A run of records

Start

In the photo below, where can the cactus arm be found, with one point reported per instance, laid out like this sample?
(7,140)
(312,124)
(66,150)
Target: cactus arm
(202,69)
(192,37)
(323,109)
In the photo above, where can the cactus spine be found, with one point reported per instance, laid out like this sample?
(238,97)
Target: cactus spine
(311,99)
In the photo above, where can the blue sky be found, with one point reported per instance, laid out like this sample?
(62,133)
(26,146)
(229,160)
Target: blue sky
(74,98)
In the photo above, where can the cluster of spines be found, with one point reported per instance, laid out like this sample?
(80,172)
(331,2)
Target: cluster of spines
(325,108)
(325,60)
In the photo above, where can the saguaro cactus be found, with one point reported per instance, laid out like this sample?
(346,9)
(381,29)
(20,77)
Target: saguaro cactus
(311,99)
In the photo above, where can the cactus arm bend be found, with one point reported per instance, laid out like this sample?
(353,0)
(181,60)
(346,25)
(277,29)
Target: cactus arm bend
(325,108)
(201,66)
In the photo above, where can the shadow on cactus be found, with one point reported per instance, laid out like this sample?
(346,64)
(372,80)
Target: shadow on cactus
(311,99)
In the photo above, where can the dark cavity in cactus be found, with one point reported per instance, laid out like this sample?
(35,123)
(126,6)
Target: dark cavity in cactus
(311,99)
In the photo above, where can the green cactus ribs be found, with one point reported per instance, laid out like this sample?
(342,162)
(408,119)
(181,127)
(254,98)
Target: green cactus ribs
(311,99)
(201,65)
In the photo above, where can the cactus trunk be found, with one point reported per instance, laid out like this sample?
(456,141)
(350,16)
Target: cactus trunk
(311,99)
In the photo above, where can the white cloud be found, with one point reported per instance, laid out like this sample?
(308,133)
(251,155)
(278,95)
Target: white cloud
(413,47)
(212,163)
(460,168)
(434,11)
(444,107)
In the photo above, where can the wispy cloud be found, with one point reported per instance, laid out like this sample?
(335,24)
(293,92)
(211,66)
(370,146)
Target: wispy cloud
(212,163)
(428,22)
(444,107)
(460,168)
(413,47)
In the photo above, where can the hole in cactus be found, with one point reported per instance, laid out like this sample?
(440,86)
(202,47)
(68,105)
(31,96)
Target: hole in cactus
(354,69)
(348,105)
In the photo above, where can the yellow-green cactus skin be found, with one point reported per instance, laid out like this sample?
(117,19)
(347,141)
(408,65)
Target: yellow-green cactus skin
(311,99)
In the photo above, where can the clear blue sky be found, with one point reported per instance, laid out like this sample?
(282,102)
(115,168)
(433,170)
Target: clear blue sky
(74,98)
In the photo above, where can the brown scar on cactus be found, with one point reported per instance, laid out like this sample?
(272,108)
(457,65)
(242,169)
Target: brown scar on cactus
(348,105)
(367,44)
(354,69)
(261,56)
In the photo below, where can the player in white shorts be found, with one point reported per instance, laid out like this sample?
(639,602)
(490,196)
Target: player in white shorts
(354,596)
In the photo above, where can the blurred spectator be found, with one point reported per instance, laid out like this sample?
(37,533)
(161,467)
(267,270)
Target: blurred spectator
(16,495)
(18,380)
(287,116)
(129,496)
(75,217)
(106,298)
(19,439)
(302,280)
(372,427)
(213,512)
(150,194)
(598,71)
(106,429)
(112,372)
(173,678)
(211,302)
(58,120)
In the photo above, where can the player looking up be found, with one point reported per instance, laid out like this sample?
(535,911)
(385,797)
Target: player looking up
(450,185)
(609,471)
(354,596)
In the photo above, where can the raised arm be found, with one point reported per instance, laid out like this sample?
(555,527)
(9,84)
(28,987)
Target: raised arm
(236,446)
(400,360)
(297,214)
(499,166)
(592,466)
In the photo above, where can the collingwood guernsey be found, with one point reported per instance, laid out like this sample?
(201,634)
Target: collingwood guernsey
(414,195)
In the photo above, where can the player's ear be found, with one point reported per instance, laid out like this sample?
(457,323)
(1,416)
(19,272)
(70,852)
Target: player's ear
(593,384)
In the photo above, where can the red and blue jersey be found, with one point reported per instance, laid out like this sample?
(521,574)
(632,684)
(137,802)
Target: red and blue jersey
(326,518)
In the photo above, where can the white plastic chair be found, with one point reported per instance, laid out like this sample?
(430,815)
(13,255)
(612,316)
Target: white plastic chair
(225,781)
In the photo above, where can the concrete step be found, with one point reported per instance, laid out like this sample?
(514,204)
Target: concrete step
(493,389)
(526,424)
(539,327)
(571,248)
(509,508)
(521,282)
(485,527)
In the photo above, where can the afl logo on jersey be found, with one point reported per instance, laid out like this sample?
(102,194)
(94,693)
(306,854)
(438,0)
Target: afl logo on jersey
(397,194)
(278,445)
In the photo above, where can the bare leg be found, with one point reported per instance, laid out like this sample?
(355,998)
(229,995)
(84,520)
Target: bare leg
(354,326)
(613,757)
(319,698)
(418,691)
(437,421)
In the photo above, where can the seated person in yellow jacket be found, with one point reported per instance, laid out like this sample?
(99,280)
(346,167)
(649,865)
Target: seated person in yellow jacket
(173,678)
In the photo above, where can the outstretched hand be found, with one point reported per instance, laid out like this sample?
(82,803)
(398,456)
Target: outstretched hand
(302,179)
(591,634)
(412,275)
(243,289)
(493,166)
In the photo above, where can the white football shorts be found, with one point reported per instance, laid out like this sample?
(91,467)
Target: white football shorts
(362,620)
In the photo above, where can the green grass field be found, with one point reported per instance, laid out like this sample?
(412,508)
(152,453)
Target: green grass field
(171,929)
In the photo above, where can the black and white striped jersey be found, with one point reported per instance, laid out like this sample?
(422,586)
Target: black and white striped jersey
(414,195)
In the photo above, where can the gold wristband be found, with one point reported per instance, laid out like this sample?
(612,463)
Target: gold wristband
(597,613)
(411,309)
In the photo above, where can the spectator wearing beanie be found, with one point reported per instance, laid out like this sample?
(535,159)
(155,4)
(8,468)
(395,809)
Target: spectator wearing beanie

End

> [Instructions for the task] Output the line containing "In the photo above, where can the white football" and all lines after it to the end of the records, exactly as given.

> [Task output]
In the photo above, where can the white football shorts be found, with one point reported per instance, laid out like this sample?
(91,467)
Target: white football shorts
(362,620)
In the photo above, where can the green grass field be found, with one point reported per instance, laid out like this sample?
(412,508)
(152,453)
Target: green grass field
(171,929)
In the photo above, where can the black and white striped jersey be found, with one point reported per instance, laid out like this sample?
(422,586)
Target: black and white striped jersey
(414,195)
In the photo above, where can the gold wristband be found, with one point reported per instance, laid out like this sample?
(612,463)
Target: gold wristband
(597,613)
(411,309)
In the photo above, where can the spectator wearing beanie be found, with one point reported per instance, laid out like this sample?
(535,159)
(155,4)
(8,468)
(395,809)
Target: spectator wearing beanie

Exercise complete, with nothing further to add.